● Document text
- - - - -
Simon Barnes believes everyone is a secret expert in plants and nature (Image: Getty)

You might not believe it but you are an expert on plants. Trust me. You wouldn’t be able to carry on living if you weren’t. Your day is measured out in plants. Plants allow you to eat, to drive your car, to heat your home, to wear clothes on your back.

They also help you to breathe. You know a great deal about plants at a really deep level, even if you’re not aware of your own knowledge. Are you able to eat the sun? Not unless you happen to be an oak tree or a strawberry plant or a stinging nettle, or something like that. Because plants can and do eat the sun, and all of life on earth depends on that fact. Including yours.

(Well there are some curious exceptions: hydrothermal vents at the bottom of the ocean have their own ecosystem, but apart from such tiny populations of outliers, it all starts with the sun.)

Plants use the energy of the sun to make their own food. The stuff that makes this process happen is chlorophyll, and it can only ever be green. Green, then, is the colour of life, for without it we are all dead. And we all know this, somewhere deep in ourselves. The most determined carnivore is as dependent on plants as the most dedicated vegan.

Without the grass that grows on the African plains, there would be no wildebeest and if there were no wildebeest there would be no lions. Lions eat plants, same as wildebeest, they just do so at one remove.

It follows that we all have a store of botanical knowledge that we don’t even notice. It’s just too obvious. You may not be aware that you can differentiate between a Poaceae species and a gymnosperm, but if you can tell the difference between Centre Court, Wimbledon and a Christmas tree you have made a botanical distinction.

We take a curious pride in our ignorance. “I know absolutely nothing about plants.” I used to say this myself. I am by nature a birder and for years it was enough to know that trees were good because birds perched in them, and that other plants were important because they make up the environment, and all birds live in environments.
- - - - -
● Object position labeling entries
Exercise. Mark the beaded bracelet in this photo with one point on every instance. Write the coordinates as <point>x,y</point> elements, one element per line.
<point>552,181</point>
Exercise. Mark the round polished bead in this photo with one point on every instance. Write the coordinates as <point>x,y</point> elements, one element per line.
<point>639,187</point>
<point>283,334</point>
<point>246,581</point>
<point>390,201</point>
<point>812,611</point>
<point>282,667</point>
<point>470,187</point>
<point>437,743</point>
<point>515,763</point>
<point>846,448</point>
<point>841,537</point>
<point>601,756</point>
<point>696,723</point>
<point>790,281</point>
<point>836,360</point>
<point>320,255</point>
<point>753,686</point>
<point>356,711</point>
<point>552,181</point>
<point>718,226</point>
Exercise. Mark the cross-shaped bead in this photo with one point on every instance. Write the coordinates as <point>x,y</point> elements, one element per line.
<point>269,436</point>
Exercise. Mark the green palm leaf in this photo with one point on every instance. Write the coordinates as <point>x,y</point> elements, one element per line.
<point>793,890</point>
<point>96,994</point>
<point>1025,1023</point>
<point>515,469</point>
- - - - -
● List of tasks
a) Answer these from the essay on plants:
(i) What substance makes the plants' food-making process happen?
(ii) What exception to life starting with the sun is named?
(iii) What does the writer say he is by nature?
b) Go on with the essay on plants, starting right after its last sentence.

● Results of the exercise
a)
(i) Chlorophyll
(ii) Hydrothermal vents at the bottom of the ocean, which have their own ecosystem
(iii) A birder

b)
For me, plants were the tables and chairs and the soft furnishing of the wild world.

“You look at nature like a cat,” an old friend told me. “You don’t notice anything unless it moves.” But like most of us, I could identify a bluebell and a rose and a poppy and a sunflower and a water lily, and that’s not a bad start. I could also tell an oak tree from a silver birch and a holly. When we start looking at plants more closely – actually paying attention to them – we find we do so with a half-decent knowledge base.

Our knowledge is a little blurred round the edges because we have a rough and ready, wholly practical way of looking at them. We have fruit for pudding and vegetables for the main course, yes? We see fruit as apples, strawberries, grapes, rhubarb, pears and figs – and they are indeed all fruit, apart from rhubarb, which is a stalk.

Other fruits you might encounter for supper tonight include aubergines, tomatoes, courgettes, runner beans, sweetcorn, butternut squash, peppers and chillies: a fruit is a plant’s device for the protection and subsequent dispersal of seeds. Moral: knowledge is knowing aubergine is a fruit; wisdom is not putting it in a fruit salad.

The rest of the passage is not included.